::: Data shown
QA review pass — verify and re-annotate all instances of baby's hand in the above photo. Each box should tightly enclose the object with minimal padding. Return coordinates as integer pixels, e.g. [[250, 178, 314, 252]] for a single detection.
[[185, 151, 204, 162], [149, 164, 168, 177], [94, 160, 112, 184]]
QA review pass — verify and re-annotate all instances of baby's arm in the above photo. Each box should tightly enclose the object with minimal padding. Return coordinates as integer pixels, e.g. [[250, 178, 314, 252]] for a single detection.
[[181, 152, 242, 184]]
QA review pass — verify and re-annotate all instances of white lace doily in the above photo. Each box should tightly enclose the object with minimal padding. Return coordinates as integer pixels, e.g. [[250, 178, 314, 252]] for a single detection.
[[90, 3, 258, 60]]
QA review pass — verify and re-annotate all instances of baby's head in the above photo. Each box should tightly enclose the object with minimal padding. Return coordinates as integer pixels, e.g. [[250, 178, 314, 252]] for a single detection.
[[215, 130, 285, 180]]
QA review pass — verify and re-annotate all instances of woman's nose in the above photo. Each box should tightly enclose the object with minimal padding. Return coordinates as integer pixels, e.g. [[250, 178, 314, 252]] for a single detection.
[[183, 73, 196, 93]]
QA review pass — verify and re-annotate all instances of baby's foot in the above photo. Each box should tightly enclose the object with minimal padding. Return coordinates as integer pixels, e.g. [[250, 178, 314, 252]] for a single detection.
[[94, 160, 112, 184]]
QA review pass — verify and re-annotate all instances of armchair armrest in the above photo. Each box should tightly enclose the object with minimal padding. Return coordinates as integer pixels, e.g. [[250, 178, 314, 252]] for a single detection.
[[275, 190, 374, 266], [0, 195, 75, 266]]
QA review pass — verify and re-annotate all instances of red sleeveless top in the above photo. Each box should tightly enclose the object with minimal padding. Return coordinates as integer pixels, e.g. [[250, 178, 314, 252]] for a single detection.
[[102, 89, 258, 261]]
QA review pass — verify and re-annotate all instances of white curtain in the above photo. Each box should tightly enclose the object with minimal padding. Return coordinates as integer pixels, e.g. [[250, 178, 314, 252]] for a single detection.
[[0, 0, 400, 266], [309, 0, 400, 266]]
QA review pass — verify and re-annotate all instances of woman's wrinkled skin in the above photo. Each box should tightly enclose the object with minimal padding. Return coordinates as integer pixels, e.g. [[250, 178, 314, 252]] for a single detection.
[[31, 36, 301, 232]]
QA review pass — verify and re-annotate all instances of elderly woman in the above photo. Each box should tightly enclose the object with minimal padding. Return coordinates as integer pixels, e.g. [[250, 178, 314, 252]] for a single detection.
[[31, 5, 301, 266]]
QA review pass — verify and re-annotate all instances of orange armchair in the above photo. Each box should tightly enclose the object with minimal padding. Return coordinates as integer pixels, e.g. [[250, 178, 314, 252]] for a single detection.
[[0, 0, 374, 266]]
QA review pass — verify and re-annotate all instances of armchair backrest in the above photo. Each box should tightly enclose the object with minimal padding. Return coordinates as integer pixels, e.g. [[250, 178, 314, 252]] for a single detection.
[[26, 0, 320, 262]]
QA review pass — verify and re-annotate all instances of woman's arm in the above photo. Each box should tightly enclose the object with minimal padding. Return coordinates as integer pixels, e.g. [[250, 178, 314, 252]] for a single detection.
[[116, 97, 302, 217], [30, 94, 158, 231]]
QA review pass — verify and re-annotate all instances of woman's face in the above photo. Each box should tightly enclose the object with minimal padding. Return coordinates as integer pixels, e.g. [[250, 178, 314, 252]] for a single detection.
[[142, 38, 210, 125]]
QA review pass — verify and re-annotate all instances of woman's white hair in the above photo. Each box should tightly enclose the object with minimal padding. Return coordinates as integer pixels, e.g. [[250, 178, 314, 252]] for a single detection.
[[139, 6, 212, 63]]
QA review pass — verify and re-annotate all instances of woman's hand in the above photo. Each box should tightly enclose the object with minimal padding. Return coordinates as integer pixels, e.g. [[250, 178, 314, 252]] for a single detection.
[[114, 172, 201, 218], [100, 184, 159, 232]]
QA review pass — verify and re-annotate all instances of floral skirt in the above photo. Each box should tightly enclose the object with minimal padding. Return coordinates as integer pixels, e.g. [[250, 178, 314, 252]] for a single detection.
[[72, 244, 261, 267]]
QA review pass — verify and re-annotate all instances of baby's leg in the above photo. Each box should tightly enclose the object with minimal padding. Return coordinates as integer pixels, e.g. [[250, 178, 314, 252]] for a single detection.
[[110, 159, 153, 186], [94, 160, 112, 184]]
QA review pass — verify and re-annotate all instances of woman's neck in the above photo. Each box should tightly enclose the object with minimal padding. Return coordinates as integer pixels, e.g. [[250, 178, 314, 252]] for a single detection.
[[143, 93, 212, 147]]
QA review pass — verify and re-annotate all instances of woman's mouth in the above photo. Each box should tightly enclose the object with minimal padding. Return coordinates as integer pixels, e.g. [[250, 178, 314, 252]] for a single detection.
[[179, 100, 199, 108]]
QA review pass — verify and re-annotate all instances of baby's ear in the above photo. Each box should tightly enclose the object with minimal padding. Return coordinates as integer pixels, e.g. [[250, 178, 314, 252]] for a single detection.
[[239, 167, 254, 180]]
::::::
> _Exercise instructions_
Reproduce every line above without changing anything.

> _Written answer_
QA review pass — verify and re-annotate all instances of baby's hand in the above photo. Each box should tightly enclose the object with minimal padding. Return coordinates as integer pixels, e.g. [[250, 178, 314, 252]] for a single detection.
[[185, 151, 204, 162], [149, 164, 168, 177], [94, 160, 112, 184]]
QA review pass — verify and re-annotate all instances of baby's arm in the above photo. Each box should tightly enclose the object with minimal padding. Return coordinates as integer pixels, e.g. [[250, 178, 314, 252]] for a single detection.
[[181, 152, 242, 184]]
QA review pass — verify and re-annotate all instances of white lace doily in the above photo. Each box should tightly enclose the object with minimal padding. Return coordinates as integer pixels, e.g. [[250, 178, 314, 252]] for a single detection.
[[90, 3, 258, 60]]
QA review pass — verify and re-annotate all instances of baby's head in the above photo. Each box should tightly enclose the object with minimal padding. Return coordinates as integer pixels, e.g. [[250, 178, 314, 252]] for a single detection.
[[215, 130, 285, 180]]
QA review pass — verify and re-annotate all instances of woman's nose in the above photo. Each box should tightly enclose the object with minimal padding. Return coordinates as integer pixels, e.g. [[250, 178, 314, 252]] for a single detection.
[[183, 73, 196, 93]]
QA review pass — verify and re-annotate all instances of baby's foot in the above photo. Each box should tightly enclose the object with minimal padding. Return coordinates as integer pixels, e.g. [[250, 178, 314, 252]] for a single detection.
[[94, 160, 112, 184]]
QA review pass — verify and re-annotate all instances of armchair armrest in the above photo. Each box should tightly enclose the object with minimal padding. Return coordinates as integer pixels, e.g. [[250, 178, 314, 252]] for a single detection.
[[275, 190, 374, 266], [0, 195, 75, 266]]
QA review pass — verify and re-annotate all instances of red sleeveless top in the above photo. Each box should tightly enclose the object with minimal padding. Return coordinates as integer pixels, e.g. [[250, 178, 314, 252]] for a single detection.
[[102, 89, 258, 261]]
QA review pass — verify and re-annotate all instances of white curtain in the above photo. Each box should tightly enclose the object with minimal padding. Return coordinates as integer pixels, e.g. [[250, 178, 314, 252]] for a single detection.
[[0, 0, 400, 266], [309, 0, 400, 266]]
QA review pass — verify and re-annotate all instances of woman's wrinkled skin in the above photo. Each box should tightly enclose the object with minimal padding. Return coordinates as integer pixels, e.g. [[250, 178, 314, 252]] for a single detection.
[[31, 36, 301, 232]]
QA review pass — verify and re-annotate all instances of elderly woman in the above photo. Each box should tightly enclose the object with minimal padding. Return coordinates as integer pixels, e.g. [[250, 178, 314, 252]] for a single detection.
[[31, 5, 301, 266]]
QA review pass — verify and re-annotate all instances of orange armchair in the above photo. Each box should tightly enclose the object with minimal padding. Return coordinates as integer pixels, e.g. [[250, 178, 314, 252]] for a single detection.
[[0, 0, 374, 266]]
QA review pass — verify and re-annotate all instances of armchair backrest in the above photo. Each box should tightly enclose the object with minimal padding. Return coordinates as integer pixels, e.g. [[250, 178, 314, 252]] for a single detection.
[[26, 0, 320, 262]]
QA review pass — verify and re-annotate all instances of woman's arm in the above photo. Each box should tightly enclose the object with minimal padding. Return coordinates as integer pixels, e.g. [[250, 178, 314, 252]] for a single detection.
[[116, 97, 302, 217], [30, 94, 158, 231]]
QA review pass — verify and re-annotate all instances of woman's face in the above photo. Each box should tightly enclose the object with minimal padding. Return coordinates as integer pixels, e.g. [[250, 178, 314, 252]] for a single detection.
[[142, 38, 210, 125]]
QA review pass — verify and re-annotate all instances of woman's white hair in the above photo. Each box should tightly enclose the object with minimal padding. Return coordinates as integer pixels, e.g. [[250, 178, 314, 252]] for a single detection.
[[139, 6, 212, 63]]
QA review pass — verify and re-annotate all instances of woman's hand in the above photo. Each box should tightly enclose the object with minimal padding. Return coordinates as integer pixels, e.g. [[250, 178, 314, 252]] for a single detection.
[[114, 172, 201, 218], [100, 184, 159, 232]]
QA review pass — verify and re-annotate all instances of floral skirt in the above photo. Each box should tightly enclose the object with minimal padding. Return coordinates as integer pixels, e.g. [[250, 178, 314, 252]] for a single detection.
[[72, 244, 261, 267]]
QA review pass — verify and re-annotate all instances of baby's leg in the above photo. Each box should tightly enclose the object with minimal padding. Return coordinates as integer pixels, e.g. [[250, 178, 314, 252]] for a single detection.
[[110, 159, 153, 186], [94, 160, 112, 184]]
QA review pass — verify and re-annotate all instances of woman's neck in the above photo. Each box should tightly enclose the object with minimal padding. Return coordinates as integer pixels, e.g. [[250, 178, 314, 252]] for a single detection.
[[143, 93, 212, 147]]
QA review pass — verify and re-annotate all instances of woman's mouth in the above photo. Each box should tightly enclose the object with minimal padding. Return coordinates as integer pixels, e.g. [[250, 178, 314, 252]] for a single detection.
[[179, 100, 199, 108]]
QA review pass — verify and re-annotate all instances of baby's ear in the above photo. Each box should tightly enclose the object with minimal padding. Return coordinates as integer pixels, e.g. [[250, 178, 314, 252]] for a single detection.
[[239, 167, 254, 180]]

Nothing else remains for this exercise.